----- Text section

One of the most common, most serious challenges we face in life is not being able to read people accurately. To function effectively, humans must be able to predict what others will do, and trust them accordingly. But if you hand out your trust like candy, you can lose the things you treasure most. That’s why it’s essential to be able to size people up accurately.
When you’re sizing people up, you learn a lot about their character: their traits, tendencies, desires, fears, affections, strengths, weaknesses, and skills. All of that information will help you determine whether you can trust them, whether in business or love.
Over my two decades as a behavior analyst at the FBI, I was able to implement and refine a reliable system for behavior prediction that could be easily taught and learned. This system works because it cuts to the core of human behavior and rests primarily upon a single fundamental truth: People will almost always act in their own best interests. Some people think that’s a cynical read, but I disagree. Self-interest is the heart and soul of human survival, the wellspring of achievement. And acting in one’s best interests can include any number of virtuous, altruistic goals.

----------
----- Data records

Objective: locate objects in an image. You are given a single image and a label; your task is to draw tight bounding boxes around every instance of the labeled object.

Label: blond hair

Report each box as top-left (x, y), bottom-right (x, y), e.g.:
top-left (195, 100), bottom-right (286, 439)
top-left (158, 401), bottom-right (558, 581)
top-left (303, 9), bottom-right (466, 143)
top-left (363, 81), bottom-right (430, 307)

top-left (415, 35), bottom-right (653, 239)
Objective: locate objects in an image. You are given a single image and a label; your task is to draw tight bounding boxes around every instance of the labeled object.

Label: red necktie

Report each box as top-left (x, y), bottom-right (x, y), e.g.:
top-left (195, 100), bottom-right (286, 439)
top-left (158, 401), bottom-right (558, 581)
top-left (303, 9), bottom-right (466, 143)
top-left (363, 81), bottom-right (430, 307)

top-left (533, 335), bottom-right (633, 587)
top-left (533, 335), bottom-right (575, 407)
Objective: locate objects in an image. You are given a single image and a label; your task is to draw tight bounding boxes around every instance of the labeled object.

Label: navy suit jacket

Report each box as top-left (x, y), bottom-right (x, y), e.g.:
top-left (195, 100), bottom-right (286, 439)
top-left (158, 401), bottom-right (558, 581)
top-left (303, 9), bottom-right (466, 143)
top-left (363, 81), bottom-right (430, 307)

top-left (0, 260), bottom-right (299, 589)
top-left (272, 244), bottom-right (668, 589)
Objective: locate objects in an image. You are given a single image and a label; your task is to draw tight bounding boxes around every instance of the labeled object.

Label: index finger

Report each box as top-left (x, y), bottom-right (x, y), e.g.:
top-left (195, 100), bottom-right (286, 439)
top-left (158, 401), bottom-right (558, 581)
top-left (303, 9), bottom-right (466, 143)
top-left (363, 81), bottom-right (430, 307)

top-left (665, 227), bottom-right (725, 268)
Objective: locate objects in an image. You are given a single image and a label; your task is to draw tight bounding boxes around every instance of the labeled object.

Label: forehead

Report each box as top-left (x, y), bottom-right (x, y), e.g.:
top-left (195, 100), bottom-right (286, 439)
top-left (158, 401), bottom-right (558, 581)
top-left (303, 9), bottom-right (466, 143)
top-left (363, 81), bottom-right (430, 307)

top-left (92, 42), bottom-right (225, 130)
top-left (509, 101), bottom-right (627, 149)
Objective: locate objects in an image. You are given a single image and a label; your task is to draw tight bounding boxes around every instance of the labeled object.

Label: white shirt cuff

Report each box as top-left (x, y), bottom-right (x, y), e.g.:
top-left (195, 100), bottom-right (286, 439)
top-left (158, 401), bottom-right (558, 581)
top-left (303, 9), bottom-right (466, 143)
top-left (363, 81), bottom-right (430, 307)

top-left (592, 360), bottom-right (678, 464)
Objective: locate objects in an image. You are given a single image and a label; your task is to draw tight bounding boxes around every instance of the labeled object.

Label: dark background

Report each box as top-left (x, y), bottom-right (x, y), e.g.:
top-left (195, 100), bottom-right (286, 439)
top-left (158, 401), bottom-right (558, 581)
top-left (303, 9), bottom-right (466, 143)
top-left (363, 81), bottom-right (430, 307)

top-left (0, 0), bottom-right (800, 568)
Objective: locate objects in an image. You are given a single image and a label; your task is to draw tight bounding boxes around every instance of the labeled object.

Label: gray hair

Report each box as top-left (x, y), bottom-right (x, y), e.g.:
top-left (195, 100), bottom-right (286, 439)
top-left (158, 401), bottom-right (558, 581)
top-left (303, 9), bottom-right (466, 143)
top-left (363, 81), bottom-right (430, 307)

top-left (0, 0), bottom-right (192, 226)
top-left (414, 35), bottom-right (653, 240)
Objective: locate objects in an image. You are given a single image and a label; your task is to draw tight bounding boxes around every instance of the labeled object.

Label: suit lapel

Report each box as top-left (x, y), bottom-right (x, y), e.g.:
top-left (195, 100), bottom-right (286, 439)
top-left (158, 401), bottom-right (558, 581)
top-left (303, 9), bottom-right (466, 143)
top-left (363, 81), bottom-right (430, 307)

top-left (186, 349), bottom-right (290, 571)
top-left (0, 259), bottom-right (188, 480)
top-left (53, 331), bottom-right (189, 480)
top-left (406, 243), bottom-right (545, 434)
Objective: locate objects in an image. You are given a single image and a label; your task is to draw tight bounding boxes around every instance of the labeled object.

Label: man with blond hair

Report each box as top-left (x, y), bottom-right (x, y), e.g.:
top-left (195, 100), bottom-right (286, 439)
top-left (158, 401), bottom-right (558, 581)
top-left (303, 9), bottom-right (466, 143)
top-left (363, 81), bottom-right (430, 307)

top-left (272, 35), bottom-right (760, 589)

----------

Task statement ::
Write out the passage on reading people from "One of the most" up to and including "business or love.".

Full response ::
One of the most common, most serious challenges we face in life is not being able to read people accurately. To function effectively, humans must be able to predict what others will do, and trust them accordingly. But if you hand out your trust like candy, you can lose the things you treasure most. That’s why it’s essential to be able to size people up accurately.
When you’re sizing people up, you learn a lot about their character: their traits, tendencies, desires, fears, affections, strengths, weaknesses, and skills. All of that information will help you determine whether you can trust them, whether in business or love.